* _Travail demandé_
Recopiez tous les items en remplaçant « single pin » par « single dot », sans rien modifier d'autre.

===== Documents fournis

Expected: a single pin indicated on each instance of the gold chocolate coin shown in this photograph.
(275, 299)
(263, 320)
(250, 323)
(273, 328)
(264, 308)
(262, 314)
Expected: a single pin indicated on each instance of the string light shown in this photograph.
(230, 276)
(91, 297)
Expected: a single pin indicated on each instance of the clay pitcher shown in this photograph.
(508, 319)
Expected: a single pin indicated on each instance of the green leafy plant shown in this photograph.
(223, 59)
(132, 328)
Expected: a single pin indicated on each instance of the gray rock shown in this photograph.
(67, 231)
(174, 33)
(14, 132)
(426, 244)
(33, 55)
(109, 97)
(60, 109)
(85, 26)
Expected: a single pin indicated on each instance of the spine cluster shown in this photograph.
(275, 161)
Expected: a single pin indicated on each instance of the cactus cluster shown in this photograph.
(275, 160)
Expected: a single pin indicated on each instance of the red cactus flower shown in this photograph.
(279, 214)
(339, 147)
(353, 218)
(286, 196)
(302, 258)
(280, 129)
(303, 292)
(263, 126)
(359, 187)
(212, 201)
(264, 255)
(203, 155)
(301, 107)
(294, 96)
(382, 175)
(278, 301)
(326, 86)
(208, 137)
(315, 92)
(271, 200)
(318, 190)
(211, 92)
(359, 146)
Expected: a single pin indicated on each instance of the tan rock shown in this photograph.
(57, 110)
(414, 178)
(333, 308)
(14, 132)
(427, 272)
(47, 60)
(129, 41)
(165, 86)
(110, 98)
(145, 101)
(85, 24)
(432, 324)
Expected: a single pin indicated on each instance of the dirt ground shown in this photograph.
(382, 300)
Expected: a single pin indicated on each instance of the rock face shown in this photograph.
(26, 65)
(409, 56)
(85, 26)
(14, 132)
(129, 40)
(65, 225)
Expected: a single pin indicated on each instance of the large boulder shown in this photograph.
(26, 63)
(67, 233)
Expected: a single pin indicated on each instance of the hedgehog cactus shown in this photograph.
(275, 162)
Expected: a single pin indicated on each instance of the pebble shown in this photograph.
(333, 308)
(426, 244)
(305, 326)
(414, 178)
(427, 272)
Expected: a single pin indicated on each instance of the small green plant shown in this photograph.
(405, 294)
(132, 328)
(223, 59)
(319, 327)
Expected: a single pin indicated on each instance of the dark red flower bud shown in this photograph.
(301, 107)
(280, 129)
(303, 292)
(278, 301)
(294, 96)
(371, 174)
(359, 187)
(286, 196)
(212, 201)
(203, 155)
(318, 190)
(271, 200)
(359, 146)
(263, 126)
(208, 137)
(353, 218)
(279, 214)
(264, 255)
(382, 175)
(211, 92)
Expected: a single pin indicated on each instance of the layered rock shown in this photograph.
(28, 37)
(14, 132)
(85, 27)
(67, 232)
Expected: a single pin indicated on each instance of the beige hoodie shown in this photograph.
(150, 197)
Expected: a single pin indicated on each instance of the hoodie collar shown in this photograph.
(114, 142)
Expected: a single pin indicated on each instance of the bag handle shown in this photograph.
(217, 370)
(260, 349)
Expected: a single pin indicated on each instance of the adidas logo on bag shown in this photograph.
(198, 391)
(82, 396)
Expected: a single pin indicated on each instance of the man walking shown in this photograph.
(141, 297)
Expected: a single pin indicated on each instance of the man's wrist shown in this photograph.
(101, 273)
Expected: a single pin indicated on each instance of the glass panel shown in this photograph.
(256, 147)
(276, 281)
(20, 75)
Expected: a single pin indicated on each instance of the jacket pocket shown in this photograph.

==========

* _Corrigé_
Expected: a single dot indicated on each instance of the gold chocolate coin shown in this photograph.
(275, 299)
(263, 320)
(250, 323)
(273, 328)
(264, 308)
(262, 314)
Expected: a single dot indicated on each instance of the string light shown in this photograph.
(230, 276)
(91, 297)
Expected: a single dot indicated on each instance of the clay pitcher shown in this photograph.
(508, 319)
Expected: a single dot indicated on each instance of the green leafy plant shown in this photograph.
(223, 59)
(132, 328)
Expected: a single dot indicated on each instance of the gray rock shown in this photograph.
(67, 231)
(174, 33)
(14, 132)
(426, 244)
(33, 55)
(109, 97)
(60, 109)
(85, 26)
Expected: a single dot indicated on each instance of the spine cluster shown in this photograph.
(275, 161)
Expected: a single dot indicated on each instance of the cactus cluster shown in this photograph.
(275, 160)
Expected: a single dot indicated on each instance of the red cactus flower shown in this photograph.
(279, 214)
(339, 147)
(353, 218)
(286, 196)
(302, 258)
(280, 129)
(303, 292)
(263, 126)
(359, 187)
(212, 201)
(264, 255)
(203, 155)
(301, 107)
(294, 96)
(382, 175)
(278, 301)
(326, 86)
(208, 137)
(315, 92)
(271, 200)
(318, 190)
(211, 92)
(359, 146)
Expected: a single dot indicated on each instance of the tan rock shown in this photograph.
(57, 110)
(414, 178)
(333, 308)
(14, 132)
(427, 272)
(47, 60)
(129, 41)
(165, 86)
(110, 98)
(145, 101)
(85, 24)
(432, 324)
Expected: a single dot indicated on each instance of the dirt ground shown in this photograph.
(382, 300)
Expected: a single dot indicated on each instance of the rock face shown in this photograph.
(26, 65)
(409, 56)
(85, 26)
(14, 132)
(129, 40)
(65, 225)
Expected: a single dot indicated on each instance of the large boulder shown in this photograph.
(26, 63)
(67, 233)
Expected: a single dot indicated on each instance of the hedgehog cactus shown in this photograph.
(275, 162)
Expected: a single dot indicated on each instance of the pebble shown in this photograph.
(333, 308)
(426, 244)
(305, 326)
(414, 178)
(427, 272)
Expected: a single dot indicated on each instance of the small green plant shown in this photograph.
(405, 294)
(132, 328)
(223, 59)
(319, 327)
Expected: a single dot indicated on each instance of the dark red flower bud shown in this photograph.
(301, 107)
(280, 129)
(303, 292)
(278, 301)
(294, 96)
(371, 174)
(359, 187)
(286, 196)
(212, 201)
(203, 155)
(318, 190)
(271, 200)
(359, 146)
(263, 126)
(208, 137)
(353, 218)
(279, 214)
(264, 255)
(382, 175)
(211, 92)
Expected: a single dot indicated on each instance of the layered rock shown in this photograph.
(28, 37)
(14, 132)
(85, 27)
(67, 232)
Expected: a single dot indicated on each instance of the beige hoodie shown in this photograph.
(150, 197)
Expected: a single dot indicated on each instance of the hoodie collar shown in this photograph.
(114, 142)
Expected: a single dot indicated on each instance of the bag handle shown in this photograph.
(217, 370)
(260, 349)
Expected: a single dot indicated on each instance of the adidas logo on bag shown in this photograph.
(198, 391)
(82, 396)
Expected: a single dot indicated on each instance of the man walking shown in this photograph.
(141, 297)
Expected: a single dot indicated on each instance of the man's wrist shown in this photograph.
(101, 273)
Expected: a single dot indicated on each instance of the glass panel shown in this photograph.
(256, 147)
(276, 281)
(20, 75)
Expected: a single dot indicated on each instance of the jacket pocket shown in this photograph.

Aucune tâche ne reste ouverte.